In [30]:
import numpy as np
import pandas as pd
from statsmodels.formula.api import ols
import matplotlib.pyplot as plt

In [31]:
dataset = pd.read_csv("usnews_dataset.csv")
print("Raw data")
# Display first 5 rows
dataset.head(5)

Raw data


Unnamed: 0,Name,Ranking,usnews.com link,Tuition and Fees,Room and Board,Total Enrollment,School Type,Year Founded,Religiious Affiliation,Academic Calendar,...,Total undergraduate enrollment,Undergraduates who are first generation,Out-of-state students,International students,Registered clubs and organizations,Number of sports,Unnamed: 76,Peer_assessment,First_year_top_ten,Social Mobility rank
0,Williams College,1,https://www.usnews.com/best-colleges/williams-...,"$57,280",14990,2127.0,"Private, Coed",1793.0,,04-01-04,...,2073.0,22%,86%,7.80%,154.0,17.0,,4.7,89%,90.0
1,Amherst College,2,https://www.usnews.com/best-colleges/amherst-c...,"$58,640",15310,1855.0,"Private, Coed",1821.0,,Semester,...,1855.0,21%,87%,8.10%,177.0,12.0,,4.6,88%,99.0
2,Swarthmore College,3,https://www.usnews.com/best-colleges/swarthmor...,"$54,656",16088,1559.0,"Private, Coed",1864.0,,Semester,...,1559.0,27%,87%,13.20%,154.0,8.0,,4.6,90%,148.0
3,Wellesley College,3,https://www.usnews.com/best-colleges/wellesley...,"$56,052",17096,2534.0,"Private, Women's college",1870.0,,Semester,...,2534.0,17%,86%,13.60%,153.0,8.0,,4.5,83%,113.0
4,Pomona College,5,https://www.usnews.com/best-colleges/pomona-co...,"$54,762",17218,1679.0,"Private, Coed",1887.0,,Semester,...,1679.0,30%,74%,11.40%,227.0,9.0,,4.5,91%,113.0


**Filter the columns of interest + drop rows that contains null values (it drops from 216 down to 168)**
- Name
- Ranking 
- Peer_assessment 
- Total Enrollment 
- 2018 Endowment
- Student_faculty_ratio
- Freshmen_retention
- First_year_top_ten


In [32]:
def filter_dataset(dataset):
    usnews = dataset[['Name', \
                      'Ranking', \
                      'Peer_assessment', \
                      'Total Enrollment', \
                      '2018 Endowment', \
                      'Student_faculty_ratio', \
                      'Freshmen_retention', \
                      'First_year_top_ten',
                      'Acceptance_rate']]
    # Drop rows which contains N/A values
    return usnews.dropna()

- Data shown

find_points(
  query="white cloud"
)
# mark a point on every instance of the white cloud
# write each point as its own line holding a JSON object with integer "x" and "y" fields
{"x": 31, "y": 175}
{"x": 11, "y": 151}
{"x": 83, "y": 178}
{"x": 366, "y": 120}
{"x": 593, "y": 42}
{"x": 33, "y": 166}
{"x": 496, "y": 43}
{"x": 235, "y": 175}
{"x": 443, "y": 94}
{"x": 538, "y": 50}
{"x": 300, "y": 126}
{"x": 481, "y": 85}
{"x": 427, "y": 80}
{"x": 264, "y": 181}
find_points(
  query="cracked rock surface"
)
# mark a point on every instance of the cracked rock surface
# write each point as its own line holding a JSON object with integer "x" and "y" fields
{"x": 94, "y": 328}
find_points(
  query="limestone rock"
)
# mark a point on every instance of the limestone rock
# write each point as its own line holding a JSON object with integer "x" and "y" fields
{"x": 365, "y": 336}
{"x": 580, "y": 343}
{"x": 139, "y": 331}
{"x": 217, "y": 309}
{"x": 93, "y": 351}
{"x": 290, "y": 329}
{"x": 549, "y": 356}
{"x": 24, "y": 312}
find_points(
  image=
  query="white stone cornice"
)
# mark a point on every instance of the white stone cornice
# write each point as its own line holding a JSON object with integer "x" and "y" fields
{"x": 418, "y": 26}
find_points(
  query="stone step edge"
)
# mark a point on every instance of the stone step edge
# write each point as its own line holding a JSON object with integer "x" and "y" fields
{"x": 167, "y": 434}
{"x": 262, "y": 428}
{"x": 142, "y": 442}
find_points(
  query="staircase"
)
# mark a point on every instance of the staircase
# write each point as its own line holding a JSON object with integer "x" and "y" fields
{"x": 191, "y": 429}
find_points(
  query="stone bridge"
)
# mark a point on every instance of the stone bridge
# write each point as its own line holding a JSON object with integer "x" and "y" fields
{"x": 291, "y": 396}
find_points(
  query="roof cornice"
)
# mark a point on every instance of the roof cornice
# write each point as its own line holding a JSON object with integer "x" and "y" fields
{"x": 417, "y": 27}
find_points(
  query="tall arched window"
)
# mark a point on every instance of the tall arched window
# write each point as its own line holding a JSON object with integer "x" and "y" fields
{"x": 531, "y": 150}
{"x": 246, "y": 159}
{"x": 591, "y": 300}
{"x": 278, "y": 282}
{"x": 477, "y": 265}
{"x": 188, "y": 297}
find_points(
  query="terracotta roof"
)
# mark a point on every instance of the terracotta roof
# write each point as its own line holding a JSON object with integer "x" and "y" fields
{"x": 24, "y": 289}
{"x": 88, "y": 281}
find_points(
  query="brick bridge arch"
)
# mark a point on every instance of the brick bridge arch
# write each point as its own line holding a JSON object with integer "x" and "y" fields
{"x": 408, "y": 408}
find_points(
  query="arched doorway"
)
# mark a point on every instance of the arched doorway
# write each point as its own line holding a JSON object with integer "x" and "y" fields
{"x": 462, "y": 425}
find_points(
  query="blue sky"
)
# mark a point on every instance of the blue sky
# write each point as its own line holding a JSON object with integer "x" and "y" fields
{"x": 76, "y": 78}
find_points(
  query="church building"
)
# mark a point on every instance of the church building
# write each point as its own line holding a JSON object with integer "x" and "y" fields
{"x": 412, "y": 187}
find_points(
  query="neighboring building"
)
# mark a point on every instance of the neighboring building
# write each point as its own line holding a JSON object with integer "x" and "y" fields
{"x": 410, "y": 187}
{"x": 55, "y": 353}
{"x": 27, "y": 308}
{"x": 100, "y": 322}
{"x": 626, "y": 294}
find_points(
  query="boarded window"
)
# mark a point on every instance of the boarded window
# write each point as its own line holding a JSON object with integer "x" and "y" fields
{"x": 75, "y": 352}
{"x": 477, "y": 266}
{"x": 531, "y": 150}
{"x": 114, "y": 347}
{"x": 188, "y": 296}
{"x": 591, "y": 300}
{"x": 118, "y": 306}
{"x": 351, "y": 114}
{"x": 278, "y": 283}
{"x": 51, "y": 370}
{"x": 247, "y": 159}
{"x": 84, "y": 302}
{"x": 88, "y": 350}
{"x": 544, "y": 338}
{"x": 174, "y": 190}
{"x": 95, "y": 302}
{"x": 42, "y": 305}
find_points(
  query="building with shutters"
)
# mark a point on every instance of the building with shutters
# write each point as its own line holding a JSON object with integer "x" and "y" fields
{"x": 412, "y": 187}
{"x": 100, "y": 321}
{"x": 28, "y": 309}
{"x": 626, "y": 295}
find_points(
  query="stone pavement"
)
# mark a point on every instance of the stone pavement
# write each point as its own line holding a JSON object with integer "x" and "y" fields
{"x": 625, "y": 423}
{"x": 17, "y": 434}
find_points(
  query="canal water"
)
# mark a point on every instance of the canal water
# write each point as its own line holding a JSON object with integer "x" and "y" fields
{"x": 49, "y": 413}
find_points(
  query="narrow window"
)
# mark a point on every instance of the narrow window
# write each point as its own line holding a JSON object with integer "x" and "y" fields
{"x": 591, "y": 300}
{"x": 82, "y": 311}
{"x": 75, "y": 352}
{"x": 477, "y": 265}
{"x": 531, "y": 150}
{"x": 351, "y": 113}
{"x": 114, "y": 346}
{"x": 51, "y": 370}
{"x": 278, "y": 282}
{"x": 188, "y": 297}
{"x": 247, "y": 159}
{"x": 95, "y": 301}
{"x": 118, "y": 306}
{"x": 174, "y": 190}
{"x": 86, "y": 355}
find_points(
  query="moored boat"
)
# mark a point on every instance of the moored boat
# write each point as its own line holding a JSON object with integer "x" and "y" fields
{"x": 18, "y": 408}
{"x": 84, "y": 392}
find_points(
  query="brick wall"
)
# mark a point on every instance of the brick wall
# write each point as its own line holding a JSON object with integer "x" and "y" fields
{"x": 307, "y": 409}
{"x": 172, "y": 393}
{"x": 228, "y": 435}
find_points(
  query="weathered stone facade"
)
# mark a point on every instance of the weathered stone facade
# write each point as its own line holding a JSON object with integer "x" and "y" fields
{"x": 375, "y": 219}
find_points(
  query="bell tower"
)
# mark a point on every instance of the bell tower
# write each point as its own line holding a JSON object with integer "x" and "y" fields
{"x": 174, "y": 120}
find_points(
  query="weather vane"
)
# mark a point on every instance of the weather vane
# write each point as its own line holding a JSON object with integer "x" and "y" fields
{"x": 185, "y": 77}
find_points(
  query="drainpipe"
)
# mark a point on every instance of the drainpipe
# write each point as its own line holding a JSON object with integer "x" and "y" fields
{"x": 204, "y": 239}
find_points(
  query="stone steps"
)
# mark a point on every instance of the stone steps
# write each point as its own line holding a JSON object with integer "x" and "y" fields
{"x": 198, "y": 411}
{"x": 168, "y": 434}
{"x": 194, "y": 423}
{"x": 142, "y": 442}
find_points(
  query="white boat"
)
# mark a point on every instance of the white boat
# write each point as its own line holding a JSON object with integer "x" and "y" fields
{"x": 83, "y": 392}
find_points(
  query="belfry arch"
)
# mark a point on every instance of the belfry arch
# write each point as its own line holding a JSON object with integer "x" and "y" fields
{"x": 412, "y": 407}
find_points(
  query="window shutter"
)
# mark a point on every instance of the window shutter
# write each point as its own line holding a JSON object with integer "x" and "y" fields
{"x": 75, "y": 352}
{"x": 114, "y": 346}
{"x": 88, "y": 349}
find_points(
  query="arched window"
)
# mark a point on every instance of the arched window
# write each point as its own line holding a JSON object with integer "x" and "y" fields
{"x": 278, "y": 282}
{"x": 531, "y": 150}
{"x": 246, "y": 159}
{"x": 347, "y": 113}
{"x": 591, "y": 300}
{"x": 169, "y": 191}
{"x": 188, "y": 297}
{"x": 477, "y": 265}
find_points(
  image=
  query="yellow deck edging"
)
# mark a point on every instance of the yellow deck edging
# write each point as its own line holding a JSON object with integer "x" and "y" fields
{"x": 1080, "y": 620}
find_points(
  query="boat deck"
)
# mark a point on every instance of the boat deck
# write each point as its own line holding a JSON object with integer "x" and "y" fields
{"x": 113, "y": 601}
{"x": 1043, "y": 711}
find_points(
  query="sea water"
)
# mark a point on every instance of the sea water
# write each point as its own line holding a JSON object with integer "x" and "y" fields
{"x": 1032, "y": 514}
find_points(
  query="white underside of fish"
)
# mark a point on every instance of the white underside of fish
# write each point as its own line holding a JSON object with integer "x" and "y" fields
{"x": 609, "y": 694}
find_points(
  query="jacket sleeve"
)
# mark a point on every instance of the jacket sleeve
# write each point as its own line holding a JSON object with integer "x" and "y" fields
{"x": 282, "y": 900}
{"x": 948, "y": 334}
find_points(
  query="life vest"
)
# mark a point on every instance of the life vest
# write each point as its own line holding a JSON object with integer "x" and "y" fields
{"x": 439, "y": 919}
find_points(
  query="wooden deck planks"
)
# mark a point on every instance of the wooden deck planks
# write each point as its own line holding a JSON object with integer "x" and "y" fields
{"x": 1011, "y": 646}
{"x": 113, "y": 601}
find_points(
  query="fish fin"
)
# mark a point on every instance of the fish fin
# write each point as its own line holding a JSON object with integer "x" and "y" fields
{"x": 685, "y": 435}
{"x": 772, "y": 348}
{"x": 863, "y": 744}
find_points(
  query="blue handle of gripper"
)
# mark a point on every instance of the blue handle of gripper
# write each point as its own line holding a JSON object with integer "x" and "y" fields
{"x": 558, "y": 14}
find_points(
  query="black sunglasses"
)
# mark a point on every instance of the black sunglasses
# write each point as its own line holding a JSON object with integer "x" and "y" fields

- Stated goal
Pick up the US News college notebook after its last line and continue it. The entries come from a separate source.

- Exercise result
**Data cleaning and engineering**

In [33]:
# Format 3 rows: endowment, student-faculty ratio and students from top 10 in high school
def endowment_format(s):
    s = s.replace(',','').split('.')[0]
    return float(s[1:])
def ratio_format(s):
    return int(s.split(":")[0])
def percentage_format(s):
    return int(s[:-1])/100

def clean_data(usnews):
    usnews["2018 Endowment"] = usnews["2018 Endowment"].apply(endowment_format)
    usnews["Student_faculty_ratio"] = usnews["Student_faculty_ratio"].apply(ratio_format)
    usnews["First_year_top_ten"] = usnews["First_year_top_ten"].apply(percentage_format)
    usnews["Freshmen_retention"] = usnews["Freshmen_retention"].apply(percentage_format)
    usnews["Acceptance_rate"] = usnews["Acceptance_rate"].apply(percentage_format)
    
    return usnews

def new_variables(usnews):
    usnews["endowment_per_capita"] = usnews["2018 Endowment"]/usnews['Total Enrollment']
    usnews["log_endowment_per_capita"] = np.log(usnews["endowment_per_capita"])
    return usnews

**Regression**

In [34]:
def regressions():
    ranking = ols(formula = 'Ranking ~ log_endowment_per_capita + \
                                       Student_faculty_ratio + \
                                       First_year_top_ten + \
                                       Acceptance_rate + \
                                       Freshmen_retention', data = usnews).fit()
    peer = ols(formula = 'Peer_assessment ~ log_endowment_per_capita + \
                                            Student_faculty_ratio + \
                                            First_year_top_ten + \
                                            Acceptance_rate + \
                                            Freshmen_retention', data = usnews).fit()
    
    ranking_endowment = ols(formula = 'Ranking ~ log_endowment_per_capita', data = usnews).fit()
    peer_endowment = ols(formula = 'Peer_assessment ~ log_endowment_per_capita', data = usnews).fit()
    return ranking, peer, ranking_endowment, peer_endowment

**Predict**

In [35]:
def predict(regressions):
    ranking = regressions[0]
    peer = regressions[1]
    ranking_endowment = regressions[2]
    peer_endowment = regressions[3]
    
    predict_ranking = []
    predict_peer_score = []
    predict_ranking_endowment = []
    predict_peer_endowment = []

    for i in range(len(usnews)):
        predict_ranking.append(round(
                               ranking.params['Intercept']+ \
                               ranking.params['log_endowment_per_capita']*usnews['log_endowment_per_capita'].values[i] + \
                               ranking.params['Student_faculty_ratio']*usnews['Student_faculty_ratio'].values[i] + \
                               ranking.params['First_year_top_ten']*usnews['First_year_top_ten'].values[i] + \
                               ranking.params['Freshmen_retention']*usnews['Freshmen_retention'].values[i] \
                               ))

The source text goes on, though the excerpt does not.